• _PASSAGE TO READ_:
§

By EDRi

The European Commission’s Communication on Cloud Computing (pdf) forecasts a spend of 45 billion Euro on such services in the EU in 2020. The stakes are therefore huge for the countries and regions that can show themselves to be trustworthy for the processing of both personal and business data.

With no comprehensive federal privacy legislation and spying measures like the PATRIOT Act and FISAAA in place, the starting position of the US administration and industry is clearly very weak. Worse still, the constitution only covers US citizens, creating a loophole that gives foreign users of cloud services even less protection from US government intrusion. FISAA specifically targets cloud computing data of non-US citizens.

On the other hand, the EU has a comprehensive legal framework, surveillance measures are subject to constitutional safeguards and our protections (such as the European Convention on Human Rights and the Charter of Fundamental Rights of the European Union) are based on fundamental rights of individuals, regardless of citizenship. The strategic value of comprehensive and well-enforced privacy rights for the European Union is clear. Or it should be.

With no possibility of creating comprehensive privacy legislation in the USA and no possibility of repealing its spying measures, it was only a matter of time before a scandal about the uses of data – whether by businesses or government became headline news, undermining the interests of the cloud computing industry in the USA. Strategically, the only option left available to the US administration was to seek to water down the European legal framework as much as possible. This is exactly what has been happening.

§

• _Records in a dataset_:
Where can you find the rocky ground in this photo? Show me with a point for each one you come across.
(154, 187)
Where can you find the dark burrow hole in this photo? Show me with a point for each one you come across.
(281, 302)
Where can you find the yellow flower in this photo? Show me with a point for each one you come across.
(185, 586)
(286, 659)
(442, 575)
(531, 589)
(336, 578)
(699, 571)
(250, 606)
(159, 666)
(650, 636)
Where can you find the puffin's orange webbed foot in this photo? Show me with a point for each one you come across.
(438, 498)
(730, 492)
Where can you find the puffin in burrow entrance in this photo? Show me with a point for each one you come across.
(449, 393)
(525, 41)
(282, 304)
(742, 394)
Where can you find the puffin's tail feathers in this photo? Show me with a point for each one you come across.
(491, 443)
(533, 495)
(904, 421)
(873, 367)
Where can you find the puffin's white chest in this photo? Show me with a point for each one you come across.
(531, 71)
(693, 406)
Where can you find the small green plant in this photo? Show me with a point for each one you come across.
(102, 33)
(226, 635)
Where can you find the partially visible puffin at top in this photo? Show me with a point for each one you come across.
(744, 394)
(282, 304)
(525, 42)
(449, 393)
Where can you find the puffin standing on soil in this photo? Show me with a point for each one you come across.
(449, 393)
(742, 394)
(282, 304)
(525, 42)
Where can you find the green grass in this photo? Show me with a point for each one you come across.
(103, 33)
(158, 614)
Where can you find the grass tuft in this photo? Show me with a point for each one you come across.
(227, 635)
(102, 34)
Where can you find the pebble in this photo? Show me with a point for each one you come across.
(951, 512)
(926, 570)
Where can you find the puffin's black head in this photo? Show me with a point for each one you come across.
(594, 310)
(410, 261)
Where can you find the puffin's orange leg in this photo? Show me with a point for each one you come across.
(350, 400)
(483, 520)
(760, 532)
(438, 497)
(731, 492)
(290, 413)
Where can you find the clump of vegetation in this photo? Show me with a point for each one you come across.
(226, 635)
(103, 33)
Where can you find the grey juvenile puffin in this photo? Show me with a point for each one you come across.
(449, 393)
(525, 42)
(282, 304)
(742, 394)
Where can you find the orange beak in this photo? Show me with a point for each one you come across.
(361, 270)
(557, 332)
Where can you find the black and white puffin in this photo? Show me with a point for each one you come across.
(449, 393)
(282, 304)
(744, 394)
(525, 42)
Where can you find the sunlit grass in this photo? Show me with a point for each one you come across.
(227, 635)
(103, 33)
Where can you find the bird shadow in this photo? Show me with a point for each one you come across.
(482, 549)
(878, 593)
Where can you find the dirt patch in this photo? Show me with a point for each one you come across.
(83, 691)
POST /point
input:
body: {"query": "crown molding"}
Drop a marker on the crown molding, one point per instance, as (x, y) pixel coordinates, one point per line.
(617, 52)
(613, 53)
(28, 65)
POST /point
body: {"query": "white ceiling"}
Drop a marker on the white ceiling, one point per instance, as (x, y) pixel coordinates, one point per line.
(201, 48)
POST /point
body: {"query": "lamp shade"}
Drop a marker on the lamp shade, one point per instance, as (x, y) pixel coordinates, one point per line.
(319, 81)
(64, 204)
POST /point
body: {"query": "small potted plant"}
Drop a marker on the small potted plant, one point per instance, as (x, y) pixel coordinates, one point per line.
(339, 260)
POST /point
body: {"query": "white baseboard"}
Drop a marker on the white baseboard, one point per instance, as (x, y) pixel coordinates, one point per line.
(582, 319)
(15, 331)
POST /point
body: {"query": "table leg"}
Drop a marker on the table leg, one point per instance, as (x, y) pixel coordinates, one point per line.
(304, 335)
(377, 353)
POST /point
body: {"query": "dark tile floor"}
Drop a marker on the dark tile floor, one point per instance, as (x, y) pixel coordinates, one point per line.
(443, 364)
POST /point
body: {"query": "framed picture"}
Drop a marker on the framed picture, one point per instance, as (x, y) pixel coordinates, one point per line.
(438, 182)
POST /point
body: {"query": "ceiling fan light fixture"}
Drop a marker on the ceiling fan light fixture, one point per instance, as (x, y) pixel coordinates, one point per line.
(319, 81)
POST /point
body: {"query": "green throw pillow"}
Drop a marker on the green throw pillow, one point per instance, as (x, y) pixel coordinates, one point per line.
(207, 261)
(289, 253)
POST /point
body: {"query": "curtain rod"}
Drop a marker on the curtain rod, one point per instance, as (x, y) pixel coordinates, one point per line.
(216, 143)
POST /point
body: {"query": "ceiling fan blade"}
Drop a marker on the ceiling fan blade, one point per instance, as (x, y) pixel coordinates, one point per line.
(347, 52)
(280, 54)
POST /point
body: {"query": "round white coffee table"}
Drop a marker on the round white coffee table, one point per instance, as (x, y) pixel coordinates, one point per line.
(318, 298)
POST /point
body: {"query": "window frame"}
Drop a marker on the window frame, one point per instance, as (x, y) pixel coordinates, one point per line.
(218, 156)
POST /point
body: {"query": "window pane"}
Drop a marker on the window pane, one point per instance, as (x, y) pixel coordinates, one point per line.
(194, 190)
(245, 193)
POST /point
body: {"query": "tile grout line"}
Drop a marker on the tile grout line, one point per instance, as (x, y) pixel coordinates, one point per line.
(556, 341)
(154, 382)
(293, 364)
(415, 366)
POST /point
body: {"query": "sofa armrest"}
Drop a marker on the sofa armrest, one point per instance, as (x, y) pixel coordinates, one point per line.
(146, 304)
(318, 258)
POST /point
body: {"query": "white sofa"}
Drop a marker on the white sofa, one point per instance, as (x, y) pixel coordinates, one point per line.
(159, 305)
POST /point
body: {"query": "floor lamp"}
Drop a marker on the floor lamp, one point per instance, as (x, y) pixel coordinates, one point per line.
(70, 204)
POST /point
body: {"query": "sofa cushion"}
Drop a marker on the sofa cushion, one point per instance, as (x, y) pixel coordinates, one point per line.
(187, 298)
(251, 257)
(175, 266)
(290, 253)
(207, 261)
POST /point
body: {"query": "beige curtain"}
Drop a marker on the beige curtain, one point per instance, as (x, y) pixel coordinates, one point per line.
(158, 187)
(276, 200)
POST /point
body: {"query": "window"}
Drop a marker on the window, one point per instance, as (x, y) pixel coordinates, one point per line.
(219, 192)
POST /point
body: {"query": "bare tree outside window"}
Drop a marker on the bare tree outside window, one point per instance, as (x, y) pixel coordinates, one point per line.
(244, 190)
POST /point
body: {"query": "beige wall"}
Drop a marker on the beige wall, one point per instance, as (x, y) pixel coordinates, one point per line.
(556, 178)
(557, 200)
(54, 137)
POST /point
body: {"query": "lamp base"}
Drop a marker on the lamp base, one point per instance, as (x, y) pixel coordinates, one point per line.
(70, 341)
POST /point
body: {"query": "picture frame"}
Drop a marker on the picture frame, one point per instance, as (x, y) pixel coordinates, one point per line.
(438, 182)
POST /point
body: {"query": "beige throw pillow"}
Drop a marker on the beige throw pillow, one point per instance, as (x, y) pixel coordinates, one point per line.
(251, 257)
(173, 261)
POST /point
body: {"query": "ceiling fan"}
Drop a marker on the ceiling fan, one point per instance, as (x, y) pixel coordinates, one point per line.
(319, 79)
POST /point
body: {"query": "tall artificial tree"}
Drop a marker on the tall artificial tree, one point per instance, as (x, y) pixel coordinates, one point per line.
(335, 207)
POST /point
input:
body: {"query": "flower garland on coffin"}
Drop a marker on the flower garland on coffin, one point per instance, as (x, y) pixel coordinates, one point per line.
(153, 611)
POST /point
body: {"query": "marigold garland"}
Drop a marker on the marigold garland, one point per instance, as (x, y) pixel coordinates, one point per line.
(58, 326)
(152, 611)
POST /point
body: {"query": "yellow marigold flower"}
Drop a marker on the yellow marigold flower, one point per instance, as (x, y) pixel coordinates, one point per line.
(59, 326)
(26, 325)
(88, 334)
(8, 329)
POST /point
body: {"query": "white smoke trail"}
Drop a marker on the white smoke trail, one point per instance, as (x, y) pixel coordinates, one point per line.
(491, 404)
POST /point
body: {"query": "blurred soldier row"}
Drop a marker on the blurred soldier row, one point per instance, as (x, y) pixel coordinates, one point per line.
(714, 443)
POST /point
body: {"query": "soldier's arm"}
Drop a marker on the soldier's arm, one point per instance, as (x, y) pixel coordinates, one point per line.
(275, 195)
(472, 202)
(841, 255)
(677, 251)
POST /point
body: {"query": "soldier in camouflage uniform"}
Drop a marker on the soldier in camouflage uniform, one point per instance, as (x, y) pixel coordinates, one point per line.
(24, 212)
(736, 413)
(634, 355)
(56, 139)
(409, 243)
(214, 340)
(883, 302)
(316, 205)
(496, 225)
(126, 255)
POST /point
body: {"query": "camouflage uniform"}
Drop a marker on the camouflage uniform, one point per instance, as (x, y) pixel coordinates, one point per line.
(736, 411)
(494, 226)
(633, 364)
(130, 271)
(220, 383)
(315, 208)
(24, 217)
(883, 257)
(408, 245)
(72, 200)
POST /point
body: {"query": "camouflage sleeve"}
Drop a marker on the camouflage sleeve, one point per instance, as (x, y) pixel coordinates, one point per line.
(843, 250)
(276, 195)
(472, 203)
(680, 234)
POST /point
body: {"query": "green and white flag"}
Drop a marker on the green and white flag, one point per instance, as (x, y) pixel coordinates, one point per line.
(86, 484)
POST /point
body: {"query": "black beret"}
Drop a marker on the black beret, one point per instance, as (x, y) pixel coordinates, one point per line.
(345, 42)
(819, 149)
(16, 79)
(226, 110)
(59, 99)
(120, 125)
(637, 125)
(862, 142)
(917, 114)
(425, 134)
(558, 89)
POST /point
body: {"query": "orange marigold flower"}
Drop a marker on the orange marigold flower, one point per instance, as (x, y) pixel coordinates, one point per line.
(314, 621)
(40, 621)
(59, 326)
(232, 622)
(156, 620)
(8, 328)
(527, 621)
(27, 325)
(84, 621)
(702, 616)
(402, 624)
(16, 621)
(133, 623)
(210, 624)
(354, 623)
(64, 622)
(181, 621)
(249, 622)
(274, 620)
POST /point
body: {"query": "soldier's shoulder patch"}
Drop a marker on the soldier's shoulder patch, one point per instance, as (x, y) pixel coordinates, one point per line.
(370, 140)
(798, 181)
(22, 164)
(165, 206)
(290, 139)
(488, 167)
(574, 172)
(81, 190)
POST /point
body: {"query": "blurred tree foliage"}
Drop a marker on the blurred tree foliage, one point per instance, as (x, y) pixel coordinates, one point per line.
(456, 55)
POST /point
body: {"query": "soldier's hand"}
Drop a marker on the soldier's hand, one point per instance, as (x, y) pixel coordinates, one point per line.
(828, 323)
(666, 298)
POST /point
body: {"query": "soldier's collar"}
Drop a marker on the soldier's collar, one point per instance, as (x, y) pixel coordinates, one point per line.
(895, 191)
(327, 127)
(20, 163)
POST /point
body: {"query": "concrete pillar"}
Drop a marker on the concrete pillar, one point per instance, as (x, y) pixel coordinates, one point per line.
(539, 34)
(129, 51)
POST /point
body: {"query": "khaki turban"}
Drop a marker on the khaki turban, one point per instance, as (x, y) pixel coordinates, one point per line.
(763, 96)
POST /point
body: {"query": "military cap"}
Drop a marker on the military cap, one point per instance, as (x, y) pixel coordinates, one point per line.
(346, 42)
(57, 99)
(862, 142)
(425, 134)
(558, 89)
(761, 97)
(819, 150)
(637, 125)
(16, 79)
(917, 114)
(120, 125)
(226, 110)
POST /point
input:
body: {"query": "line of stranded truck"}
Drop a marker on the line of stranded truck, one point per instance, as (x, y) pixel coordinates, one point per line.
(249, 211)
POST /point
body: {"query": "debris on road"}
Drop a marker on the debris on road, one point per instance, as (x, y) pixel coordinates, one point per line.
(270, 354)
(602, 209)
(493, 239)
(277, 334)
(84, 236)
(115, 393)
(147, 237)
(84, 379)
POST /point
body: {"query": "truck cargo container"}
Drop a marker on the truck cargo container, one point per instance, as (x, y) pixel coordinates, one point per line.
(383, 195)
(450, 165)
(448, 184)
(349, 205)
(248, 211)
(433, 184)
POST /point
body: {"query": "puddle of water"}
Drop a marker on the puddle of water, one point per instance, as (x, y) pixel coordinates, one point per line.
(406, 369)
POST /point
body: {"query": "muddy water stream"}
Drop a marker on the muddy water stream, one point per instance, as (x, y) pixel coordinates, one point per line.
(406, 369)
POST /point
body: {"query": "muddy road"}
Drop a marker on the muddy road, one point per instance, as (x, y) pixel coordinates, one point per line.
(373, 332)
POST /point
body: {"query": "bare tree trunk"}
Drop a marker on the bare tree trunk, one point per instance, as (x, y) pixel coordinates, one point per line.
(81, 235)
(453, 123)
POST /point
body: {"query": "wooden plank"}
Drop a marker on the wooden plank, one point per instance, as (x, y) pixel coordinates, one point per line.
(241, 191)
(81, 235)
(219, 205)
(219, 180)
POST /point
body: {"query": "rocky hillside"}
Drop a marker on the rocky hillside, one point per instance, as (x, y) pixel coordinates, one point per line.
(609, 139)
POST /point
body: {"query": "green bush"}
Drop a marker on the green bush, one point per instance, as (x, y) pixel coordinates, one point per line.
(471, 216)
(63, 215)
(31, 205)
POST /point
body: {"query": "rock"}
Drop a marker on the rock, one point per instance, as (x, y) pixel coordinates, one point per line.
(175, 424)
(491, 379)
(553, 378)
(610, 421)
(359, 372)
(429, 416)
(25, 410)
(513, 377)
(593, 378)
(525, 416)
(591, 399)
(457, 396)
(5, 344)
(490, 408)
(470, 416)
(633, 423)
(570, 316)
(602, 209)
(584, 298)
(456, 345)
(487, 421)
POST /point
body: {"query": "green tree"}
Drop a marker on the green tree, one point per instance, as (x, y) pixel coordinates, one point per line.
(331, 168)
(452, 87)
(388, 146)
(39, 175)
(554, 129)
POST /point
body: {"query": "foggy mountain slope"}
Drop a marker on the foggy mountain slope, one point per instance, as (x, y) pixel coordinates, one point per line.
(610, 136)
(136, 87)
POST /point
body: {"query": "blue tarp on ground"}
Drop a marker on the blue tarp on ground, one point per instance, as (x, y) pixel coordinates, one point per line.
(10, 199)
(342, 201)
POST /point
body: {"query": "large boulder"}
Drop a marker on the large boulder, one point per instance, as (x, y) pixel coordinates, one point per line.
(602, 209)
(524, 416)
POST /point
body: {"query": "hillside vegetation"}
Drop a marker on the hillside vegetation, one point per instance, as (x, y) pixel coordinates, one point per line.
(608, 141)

§

• _TASKS FOR THIS EXERCISE_:
[1] Reproduce everything in the piece on cloud computing from "With no comprehensive" down to "of non-US citizens.", switching "loophole" for "gap".
[2] Proceed with the piece on cloud computing from its final sentence onward.

• _THE REPLIES_:
[1]
With no comprehensive federal privacy legislation and spying measures like the PATRIOT Act and FISAAA in place, the starting position of the US administration and industry is clearly very weak. Worse still, the constitution only covers US citizens, creating a gap that gives foreign users of cloud services even less protection from US government intrusion. FISAA specifically targets cloud computing data of non-US citizens.

[2]
The US has very successfully and expertly lobbied against the data protection package directly, it has mobilised and supported US industry lobbying. US industry has lobbied in its own name and mobilised malleable European trade associations to lobby on their behalf to amplify their message, “independent” “think tanks” have been created to amplify their message again. The result is not just the biggest lobbying effort that Brussels has ever seen, but also the broadest.

Compliant Members of the European Parliament (MEPs) and EU Member States (see recent leak, pdf) have been imposing a “death by a thousand cuts” on the Regulation. Where previously there was a clear obligation to collect the “minimum necessary” data for any given service, the vague requirement to retain “not excessive” data is now preferred. Where previously companies could only use data for purposes that were “compatible” with the original reason for collecting the data, the Irish EU Presidency (pdf) has proposed a comical definition of “compatible” based on five elements, only one of which is related to the dictionary definition of the word.(1)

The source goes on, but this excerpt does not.